[Start of Attachment]
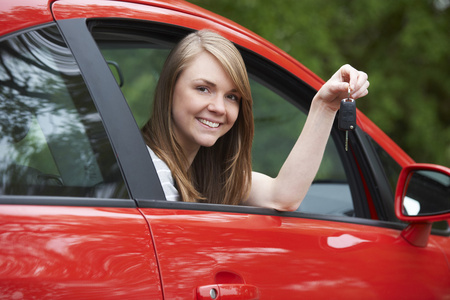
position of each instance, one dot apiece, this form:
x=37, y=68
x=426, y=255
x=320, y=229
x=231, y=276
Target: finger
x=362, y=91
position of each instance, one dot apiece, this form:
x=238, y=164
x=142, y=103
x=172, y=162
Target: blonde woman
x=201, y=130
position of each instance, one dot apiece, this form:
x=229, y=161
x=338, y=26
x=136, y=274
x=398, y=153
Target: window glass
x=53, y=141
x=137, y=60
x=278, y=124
[End of Attachment]
[Start of Attachment]
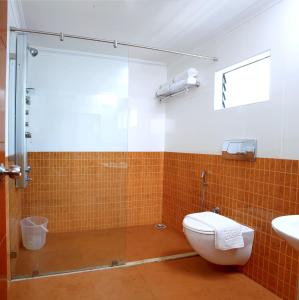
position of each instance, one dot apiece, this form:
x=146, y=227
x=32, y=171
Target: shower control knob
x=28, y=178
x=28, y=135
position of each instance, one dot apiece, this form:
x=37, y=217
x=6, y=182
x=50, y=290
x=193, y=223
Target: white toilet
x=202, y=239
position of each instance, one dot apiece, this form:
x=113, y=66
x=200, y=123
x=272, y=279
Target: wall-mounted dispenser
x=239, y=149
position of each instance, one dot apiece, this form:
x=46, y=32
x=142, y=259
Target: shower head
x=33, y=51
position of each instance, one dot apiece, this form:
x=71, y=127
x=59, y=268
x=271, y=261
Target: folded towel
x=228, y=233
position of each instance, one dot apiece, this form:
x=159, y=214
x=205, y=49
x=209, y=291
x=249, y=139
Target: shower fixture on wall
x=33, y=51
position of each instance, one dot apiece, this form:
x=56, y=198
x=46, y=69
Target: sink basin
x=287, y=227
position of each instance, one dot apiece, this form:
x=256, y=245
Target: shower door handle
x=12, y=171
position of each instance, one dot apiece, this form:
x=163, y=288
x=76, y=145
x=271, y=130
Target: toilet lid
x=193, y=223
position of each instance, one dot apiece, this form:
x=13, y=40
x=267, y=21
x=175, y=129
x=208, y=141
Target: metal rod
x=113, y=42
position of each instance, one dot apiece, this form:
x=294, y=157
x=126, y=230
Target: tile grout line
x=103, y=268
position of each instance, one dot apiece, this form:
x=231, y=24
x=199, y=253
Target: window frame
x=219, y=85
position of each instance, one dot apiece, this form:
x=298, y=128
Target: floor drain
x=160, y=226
[End of Attachment]
[Start of Attachment]
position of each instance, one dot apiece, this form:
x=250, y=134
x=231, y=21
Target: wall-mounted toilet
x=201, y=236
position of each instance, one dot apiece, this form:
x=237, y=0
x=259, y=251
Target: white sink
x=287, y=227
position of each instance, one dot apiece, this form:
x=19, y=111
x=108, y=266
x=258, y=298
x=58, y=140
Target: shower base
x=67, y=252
[End of Attachment]
_Required action:_ Taking the lines above, repeat exactly those from the line that contains "x=249, y=139" through the line that contains "x=175, y=129", and both of those lines as well. Include nothing else.

_Result below:_
x=249, y=139
Target: shower fixture on wall
x=33, y=51
position of each instance, one dot apiece, this form:
x=56, y=198
x=46, y=69
Target: sink basin
x=287, y=227
position of each instance, one dot apiece, this form:
x=256, y=245
Target: shower door handle
x=12, y=171
position of each instance, one dot apiece, this form:
x=163, y=288
x=76, y=145
x=271, y=130
Target: toilet lid
x=193, y=223
position of each instance, one dot apiece, this form:
x=13, y=40
x=267, y=21
x=175, y=129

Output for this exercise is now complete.